DIRECTIVE >>
Gather every line of the records below that contains the string "crystal". Letter case counts.

SUPPLIED MATERIAL >>
--

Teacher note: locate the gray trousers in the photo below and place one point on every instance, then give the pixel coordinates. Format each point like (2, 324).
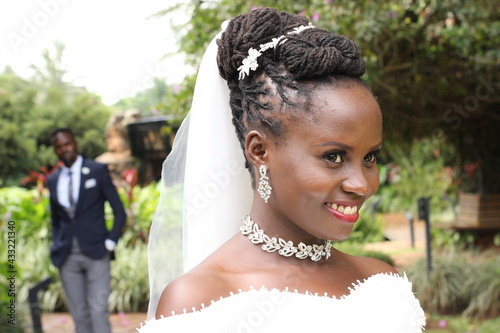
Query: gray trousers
(87, 285)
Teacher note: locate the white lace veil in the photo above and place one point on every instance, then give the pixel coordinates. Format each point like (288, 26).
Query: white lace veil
(205, 188)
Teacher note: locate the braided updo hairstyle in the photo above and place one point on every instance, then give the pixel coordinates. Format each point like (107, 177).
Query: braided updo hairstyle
(311, 56)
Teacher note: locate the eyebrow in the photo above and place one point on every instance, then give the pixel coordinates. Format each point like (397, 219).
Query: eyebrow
(344, 146)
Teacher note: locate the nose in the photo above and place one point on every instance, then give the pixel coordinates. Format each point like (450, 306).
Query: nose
(356, 182)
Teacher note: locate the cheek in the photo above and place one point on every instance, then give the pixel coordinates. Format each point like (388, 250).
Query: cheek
(374, 180)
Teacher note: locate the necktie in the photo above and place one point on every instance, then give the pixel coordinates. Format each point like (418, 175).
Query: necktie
(70, 189)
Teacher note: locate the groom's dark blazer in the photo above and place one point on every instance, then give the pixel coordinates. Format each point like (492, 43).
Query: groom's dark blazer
(88, 223)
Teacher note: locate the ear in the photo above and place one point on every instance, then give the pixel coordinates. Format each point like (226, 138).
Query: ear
(255, 148)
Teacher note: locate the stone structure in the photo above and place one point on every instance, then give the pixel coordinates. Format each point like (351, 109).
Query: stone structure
(118, 157)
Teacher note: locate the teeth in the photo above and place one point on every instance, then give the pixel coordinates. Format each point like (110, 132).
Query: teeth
(347, 210)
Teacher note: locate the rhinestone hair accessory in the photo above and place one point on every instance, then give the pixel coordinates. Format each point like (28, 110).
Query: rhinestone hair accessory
(272, 244)
(250, 62)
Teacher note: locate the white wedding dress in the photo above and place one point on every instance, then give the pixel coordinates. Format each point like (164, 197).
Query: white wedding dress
(383, 303)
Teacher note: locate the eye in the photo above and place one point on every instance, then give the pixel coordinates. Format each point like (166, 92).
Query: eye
(335, 157)
(372, 157)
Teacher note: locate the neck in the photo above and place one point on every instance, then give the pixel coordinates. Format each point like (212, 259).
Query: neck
(276, 225)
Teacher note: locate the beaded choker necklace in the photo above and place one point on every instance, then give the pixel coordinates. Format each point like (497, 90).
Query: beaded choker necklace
(272, 244)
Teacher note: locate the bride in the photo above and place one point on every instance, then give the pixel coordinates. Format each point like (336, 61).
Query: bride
(260, 209)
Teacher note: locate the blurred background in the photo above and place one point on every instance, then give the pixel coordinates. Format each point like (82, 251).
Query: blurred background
(121, 75)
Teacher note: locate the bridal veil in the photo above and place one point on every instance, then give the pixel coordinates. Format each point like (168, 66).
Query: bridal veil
(205, 188)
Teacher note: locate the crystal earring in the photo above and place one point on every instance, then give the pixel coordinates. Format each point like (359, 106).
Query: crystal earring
(264, 188)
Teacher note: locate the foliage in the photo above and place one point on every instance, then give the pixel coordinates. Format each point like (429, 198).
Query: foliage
(31, 108)
(461, 282)
(421, 169)
(432, 64)
(461, 324)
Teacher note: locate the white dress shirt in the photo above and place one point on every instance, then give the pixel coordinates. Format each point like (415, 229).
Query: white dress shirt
(63, 182)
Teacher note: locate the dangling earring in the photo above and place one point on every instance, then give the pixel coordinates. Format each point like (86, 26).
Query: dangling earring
(264, 188)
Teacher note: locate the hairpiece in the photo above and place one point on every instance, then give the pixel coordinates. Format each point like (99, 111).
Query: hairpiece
(250, 62)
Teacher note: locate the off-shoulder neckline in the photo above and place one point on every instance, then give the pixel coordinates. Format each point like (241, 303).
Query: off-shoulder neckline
(357, 285)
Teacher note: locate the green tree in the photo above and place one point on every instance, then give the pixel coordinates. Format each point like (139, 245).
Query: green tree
(432, 64)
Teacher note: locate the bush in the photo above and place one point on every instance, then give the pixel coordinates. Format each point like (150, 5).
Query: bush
(461, 282)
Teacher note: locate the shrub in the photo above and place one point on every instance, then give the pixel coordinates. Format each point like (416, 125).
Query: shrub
(461, 282)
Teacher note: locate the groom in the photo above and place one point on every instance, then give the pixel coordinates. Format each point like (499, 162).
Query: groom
(81, 243)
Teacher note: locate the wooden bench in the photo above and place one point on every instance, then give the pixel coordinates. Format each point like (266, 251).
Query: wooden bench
(477, 214)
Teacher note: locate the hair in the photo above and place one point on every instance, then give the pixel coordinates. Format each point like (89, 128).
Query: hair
(292, 70)
(61, 130)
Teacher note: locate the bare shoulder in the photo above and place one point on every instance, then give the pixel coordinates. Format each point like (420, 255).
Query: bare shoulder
(191, 291)
(370, 266)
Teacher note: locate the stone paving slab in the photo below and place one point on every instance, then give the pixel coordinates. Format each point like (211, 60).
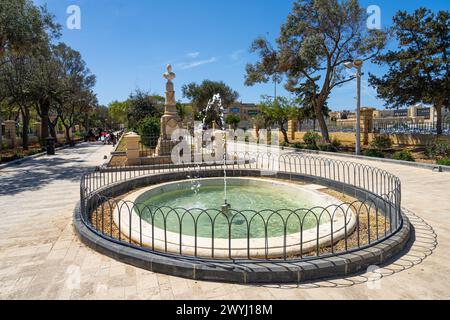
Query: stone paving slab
(41, 257)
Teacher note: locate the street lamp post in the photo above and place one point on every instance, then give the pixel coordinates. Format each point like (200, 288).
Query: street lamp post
(357, 64)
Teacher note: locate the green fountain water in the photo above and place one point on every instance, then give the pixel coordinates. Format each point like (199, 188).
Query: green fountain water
(205, 205)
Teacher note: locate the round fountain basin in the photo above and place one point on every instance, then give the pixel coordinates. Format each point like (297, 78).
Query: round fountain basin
(187, 217)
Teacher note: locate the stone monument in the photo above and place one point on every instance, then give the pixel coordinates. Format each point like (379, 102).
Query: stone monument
(170, 121)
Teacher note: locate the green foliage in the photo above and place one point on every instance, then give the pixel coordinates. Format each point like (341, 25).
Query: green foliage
(276, 111)
(327, 147)
(437, 150)
(183, 110)
(444, 162)
(143, 105)
(419, 68)
(381, 143)
(374, 153)
(149, 130)
(404, 155)
(232, 120)
(317, 38)
(200, 94)
(311, 139)
(25, 27)
(118, 111)
(336, 143)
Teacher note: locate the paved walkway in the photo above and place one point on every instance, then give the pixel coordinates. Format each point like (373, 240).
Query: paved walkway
(41, 257)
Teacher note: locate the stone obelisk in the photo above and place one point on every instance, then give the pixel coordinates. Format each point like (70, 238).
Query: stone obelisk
(170, 120)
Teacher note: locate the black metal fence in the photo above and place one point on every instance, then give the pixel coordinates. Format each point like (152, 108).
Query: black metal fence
(368, 210)
(382, 127)
(409, 128)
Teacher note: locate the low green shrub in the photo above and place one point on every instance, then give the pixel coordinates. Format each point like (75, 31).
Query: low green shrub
(374, 153)
(298, 145)
(444, 162)
(327, 147)
(403, 155)
(336, 143)
(149, 129)
(381, 143)
(438, 150)
(311, 139)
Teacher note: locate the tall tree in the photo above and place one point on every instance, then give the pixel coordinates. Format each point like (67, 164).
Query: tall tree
(118, 111)
(305, 110)
(77, 97)
(15, 78)
(277, 111)
(24, 26)
(319, 36)
(201, 94)
(24, 29)
(419, 68)
(143, 105)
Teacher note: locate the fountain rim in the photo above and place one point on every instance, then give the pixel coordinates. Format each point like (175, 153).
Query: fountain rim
(143, 231)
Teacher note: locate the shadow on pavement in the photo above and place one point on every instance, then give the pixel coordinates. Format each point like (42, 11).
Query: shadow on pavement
(34, 174)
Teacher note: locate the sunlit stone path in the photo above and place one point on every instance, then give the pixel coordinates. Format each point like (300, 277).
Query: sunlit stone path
(41, 257)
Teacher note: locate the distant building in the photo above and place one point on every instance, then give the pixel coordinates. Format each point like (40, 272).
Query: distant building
(418, 113)
(245, 111)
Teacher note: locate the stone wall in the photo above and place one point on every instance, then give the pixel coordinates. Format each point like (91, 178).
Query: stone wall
(348, 138)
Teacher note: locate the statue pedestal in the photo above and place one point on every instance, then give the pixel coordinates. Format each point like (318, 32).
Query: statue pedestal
(170, 122)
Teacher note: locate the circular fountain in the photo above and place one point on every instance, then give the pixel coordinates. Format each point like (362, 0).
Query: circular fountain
(263, 218)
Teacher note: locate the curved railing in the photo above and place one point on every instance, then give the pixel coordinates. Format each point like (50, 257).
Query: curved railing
(367, 210)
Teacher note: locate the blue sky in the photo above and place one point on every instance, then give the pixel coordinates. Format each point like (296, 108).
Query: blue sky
(127, 43)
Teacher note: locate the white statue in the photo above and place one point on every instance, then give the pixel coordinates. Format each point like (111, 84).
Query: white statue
(170, 91)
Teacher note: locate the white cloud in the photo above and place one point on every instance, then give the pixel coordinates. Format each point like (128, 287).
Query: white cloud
(194, 64)
(193, 55)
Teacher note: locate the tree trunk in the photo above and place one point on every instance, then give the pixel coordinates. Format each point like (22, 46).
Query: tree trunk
(439, 118)
(68, 137)
(44, 105)
(25, 128)
(1, 136)
(52, 129)
(283, 130)
(321, 119)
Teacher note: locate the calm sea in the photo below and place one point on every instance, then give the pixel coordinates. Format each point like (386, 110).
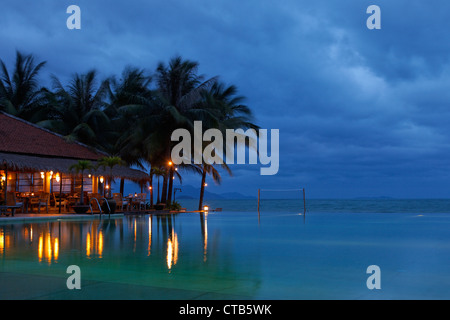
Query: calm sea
(328, 205)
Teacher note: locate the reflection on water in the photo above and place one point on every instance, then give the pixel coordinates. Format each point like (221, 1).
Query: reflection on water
(152, 250)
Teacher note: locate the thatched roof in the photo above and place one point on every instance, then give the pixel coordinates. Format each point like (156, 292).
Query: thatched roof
(32, 163)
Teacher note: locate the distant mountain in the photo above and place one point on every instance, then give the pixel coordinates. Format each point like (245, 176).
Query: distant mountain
(190, 192)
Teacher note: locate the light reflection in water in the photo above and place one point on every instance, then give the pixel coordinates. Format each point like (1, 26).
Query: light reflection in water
(151, 235)
(172, 251)
(48, 248)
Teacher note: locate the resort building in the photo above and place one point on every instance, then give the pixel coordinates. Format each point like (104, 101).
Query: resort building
(35, 168)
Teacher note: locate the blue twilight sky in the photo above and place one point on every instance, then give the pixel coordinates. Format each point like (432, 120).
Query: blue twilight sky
(360, 112)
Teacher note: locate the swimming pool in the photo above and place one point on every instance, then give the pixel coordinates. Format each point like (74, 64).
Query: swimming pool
(229, 255)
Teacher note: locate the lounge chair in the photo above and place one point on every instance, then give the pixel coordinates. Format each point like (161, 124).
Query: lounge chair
(141, 197)
(43, 200)
(60, 201)
(11, 200)
(120, 202)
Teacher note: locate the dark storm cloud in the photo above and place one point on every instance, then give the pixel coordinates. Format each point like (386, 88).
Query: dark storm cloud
(360, 112)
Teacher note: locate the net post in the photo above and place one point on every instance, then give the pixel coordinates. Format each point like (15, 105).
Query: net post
(259, 193)
(304, 202)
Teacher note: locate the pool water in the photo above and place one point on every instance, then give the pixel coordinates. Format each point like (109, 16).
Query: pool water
(229, 255)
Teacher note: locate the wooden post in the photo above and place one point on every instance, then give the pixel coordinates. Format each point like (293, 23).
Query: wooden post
(6, 184)
(304, 204)
(60, 192)
(259, 195)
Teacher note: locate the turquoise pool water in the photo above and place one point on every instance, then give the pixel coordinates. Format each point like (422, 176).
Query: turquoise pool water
(229, 255)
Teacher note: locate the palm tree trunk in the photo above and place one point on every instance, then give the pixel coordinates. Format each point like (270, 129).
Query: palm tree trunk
(82, 192)
(202, 189)
(122, 185)
(150, 182)
(169, 194)
(157, 196)
(164, 188)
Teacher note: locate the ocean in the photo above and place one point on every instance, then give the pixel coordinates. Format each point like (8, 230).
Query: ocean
(327, 205)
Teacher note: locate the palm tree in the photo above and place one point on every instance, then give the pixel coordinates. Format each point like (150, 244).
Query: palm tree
(226, 111)
(20, 94)
(110, 162)
(78, 110)
(81, 166)
(158, 172)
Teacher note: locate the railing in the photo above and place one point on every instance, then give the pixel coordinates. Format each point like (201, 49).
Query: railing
(98, 204)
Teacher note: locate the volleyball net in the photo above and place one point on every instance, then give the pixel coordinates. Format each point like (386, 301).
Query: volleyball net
(282, 200)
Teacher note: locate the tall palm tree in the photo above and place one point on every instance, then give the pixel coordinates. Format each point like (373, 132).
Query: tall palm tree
(78, 110)
(226, 111)
(20, 94)
(179, 93)
(110, 162)
(81, 166)
(167, 107)
(158, 172)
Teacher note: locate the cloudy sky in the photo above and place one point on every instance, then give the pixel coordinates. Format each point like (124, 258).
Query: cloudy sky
(361, 112)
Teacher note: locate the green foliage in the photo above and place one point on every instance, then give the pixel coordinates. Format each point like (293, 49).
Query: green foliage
(175, 206)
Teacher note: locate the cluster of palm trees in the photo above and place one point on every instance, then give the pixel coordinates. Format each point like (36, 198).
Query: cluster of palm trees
(131, 117)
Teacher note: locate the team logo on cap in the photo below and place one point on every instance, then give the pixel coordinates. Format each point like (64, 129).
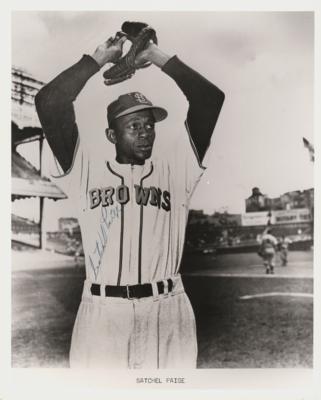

--

EXERCISE RESULT >>
Teacher note: locate the crystal earring in the photo above and place one point on every instance, then give the pixel coordinates. Format each point like (359, 106).
Query: crystal earring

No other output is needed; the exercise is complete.